__Goal of the exercise__
Write out the data again from the line with "I would be grateful if you could tag the grey" through the end, shifting every coordinate in the answers up by 18 and keeping all other lines unchanged.

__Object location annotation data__
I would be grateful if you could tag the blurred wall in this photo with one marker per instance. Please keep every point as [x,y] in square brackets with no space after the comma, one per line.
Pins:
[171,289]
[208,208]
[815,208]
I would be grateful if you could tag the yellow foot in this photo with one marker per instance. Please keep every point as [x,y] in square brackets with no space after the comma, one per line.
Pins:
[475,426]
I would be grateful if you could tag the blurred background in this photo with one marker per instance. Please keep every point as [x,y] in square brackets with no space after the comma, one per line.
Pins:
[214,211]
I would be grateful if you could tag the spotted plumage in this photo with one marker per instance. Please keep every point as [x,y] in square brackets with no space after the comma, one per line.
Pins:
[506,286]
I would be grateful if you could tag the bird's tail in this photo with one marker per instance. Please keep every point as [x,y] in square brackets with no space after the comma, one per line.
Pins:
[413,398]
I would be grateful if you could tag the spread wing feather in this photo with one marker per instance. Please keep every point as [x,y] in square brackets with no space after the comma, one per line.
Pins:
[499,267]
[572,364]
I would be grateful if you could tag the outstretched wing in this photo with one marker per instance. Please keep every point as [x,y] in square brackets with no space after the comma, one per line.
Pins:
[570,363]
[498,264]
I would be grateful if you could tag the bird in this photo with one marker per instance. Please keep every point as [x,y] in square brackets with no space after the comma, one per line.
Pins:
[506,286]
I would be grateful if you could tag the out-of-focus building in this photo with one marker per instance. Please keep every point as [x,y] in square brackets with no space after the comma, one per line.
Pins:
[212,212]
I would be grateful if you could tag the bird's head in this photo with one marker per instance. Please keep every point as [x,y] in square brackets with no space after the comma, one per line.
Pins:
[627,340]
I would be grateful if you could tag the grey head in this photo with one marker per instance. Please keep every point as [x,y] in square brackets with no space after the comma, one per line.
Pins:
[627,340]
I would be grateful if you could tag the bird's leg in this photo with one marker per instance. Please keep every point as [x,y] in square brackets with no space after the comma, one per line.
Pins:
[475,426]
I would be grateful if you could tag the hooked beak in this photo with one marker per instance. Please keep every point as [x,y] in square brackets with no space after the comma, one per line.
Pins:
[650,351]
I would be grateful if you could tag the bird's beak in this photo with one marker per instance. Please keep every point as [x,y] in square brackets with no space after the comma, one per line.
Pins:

__Complete output__
I would be grateful if you could tag the grey head in this photo with one marker per instance. Please keep every point as [x,y] in square brackets with no space after the comma, one per line.
Pins:
[645,358]
I would be grateful if you could tag the bird's leg in this photo with one marker per instance. Please keep every point as [x,y] in square brackets with no space after the comma, one per line.
Pins:
[493,444]
I would be grateful if you could tag the hooked beak in this photo with one marker per instance. Please keep every point as [x,y] in square brackets with no space after the comma, one per line.
Pins:
[668,369]
I would be grateful if you could tag the bird's beak in this photo with one marker per instance. Please keep every point as [x,y] in square brackets with no space after the comma, one per line.
Pins:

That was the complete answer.